-- Source passage follows --

I know this is a joke but like, yeah. It is. I promise you.
See, I had graduated early from highschool and then got my associates in Zoology. But then, from ages 18-23, I was medicated with antipsychotics and (for those last two years) a deadly combo of sedatives due to misdiagnosis after misdiagnosis, and then a psychiatrist who was legitimately on drugs and just writing random shit that almost killed me.
Anyway, needless to say, my brain turned to mush and stopped working, and it took me 6 years to get some sort of bachelors degree (in fashion??) and I graduated at the bottom of my class.
And then I got properly diagnosed (the “psychosis” was just narcolepsy) and got off all those meds. And I was so afraid my brain was permanently fucked. And it is, cause of the narcolepsy part, but the narcolepsy doesn’t kill the parts of your brain where your smarts are.
But I went back to school. Got another bachelors studying sustainable tourism. Turns out my smarts hadn’t gone anywhere when my brain turned to mush. I graduated with a 3.98 GPA.

-- Source passage concluded --

* [Activity] Carry on the post about recovering from misdiagnosis and going back to school, starting after its last sentence.

-- Supplied material follows --

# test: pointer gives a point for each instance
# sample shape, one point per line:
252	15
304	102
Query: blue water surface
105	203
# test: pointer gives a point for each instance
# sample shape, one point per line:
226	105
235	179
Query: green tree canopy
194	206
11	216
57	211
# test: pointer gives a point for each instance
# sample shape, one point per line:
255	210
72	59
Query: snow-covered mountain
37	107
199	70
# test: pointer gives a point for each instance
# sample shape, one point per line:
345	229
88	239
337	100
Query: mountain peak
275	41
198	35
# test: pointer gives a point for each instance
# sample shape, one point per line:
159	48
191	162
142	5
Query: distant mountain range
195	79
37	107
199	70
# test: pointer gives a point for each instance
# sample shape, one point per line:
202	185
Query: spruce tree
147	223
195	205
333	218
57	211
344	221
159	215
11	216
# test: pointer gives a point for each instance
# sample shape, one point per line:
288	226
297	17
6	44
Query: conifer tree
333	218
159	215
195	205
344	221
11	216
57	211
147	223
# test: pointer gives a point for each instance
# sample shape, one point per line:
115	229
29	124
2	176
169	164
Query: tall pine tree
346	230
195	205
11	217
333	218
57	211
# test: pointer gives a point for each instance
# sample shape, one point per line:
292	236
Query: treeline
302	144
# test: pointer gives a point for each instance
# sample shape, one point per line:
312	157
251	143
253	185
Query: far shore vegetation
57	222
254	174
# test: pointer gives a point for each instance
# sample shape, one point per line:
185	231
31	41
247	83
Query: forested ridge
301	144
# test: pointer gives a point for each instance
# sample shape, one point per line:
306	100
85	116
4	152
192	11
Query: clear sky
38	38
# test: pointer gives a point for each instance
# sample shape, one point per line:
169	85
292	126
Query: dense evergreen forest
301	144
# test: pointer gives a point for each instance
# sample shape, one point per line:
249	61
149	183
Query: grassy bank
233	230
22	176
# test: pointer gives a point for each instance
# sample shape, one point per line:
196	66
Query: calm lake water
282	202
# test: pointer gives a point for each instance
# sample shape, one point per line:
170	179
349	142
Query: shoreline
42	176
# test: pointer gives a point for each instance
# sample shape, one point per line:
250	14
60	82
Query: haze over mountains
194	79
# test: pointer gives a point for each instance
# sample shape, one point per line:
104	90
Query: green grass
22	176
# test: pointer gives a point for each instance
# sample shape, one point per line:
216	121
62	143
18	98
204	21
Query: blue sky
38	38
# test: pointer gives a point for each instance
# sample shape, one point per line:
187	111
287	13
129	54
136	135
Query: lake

-- Supplied material concluded --

* [Exercise response]
Now I’m getting my masters in biology studying the intersection of tourism and the conservation of the critically endangered Cozumel raccoon. And doing well. 🤷🏻♀️
Your brain is not a muscle in the literal sense, but it is a muscle in the sense that the more you use it, the better developed it becomes. Not using it might make its usefulness dip for a bit, but that doesn’t mean it’s gone forever. You might have to work your way back up, start with easier exercises (puzzles, creative exercises, critical thinking questions) before jumping back into the stuff you used to do, but like a couch to 5k slowly ramp up the difficulty and you’ll get there in the end. No one’s brains are useless, you just gotta meet ‘em where they’re at.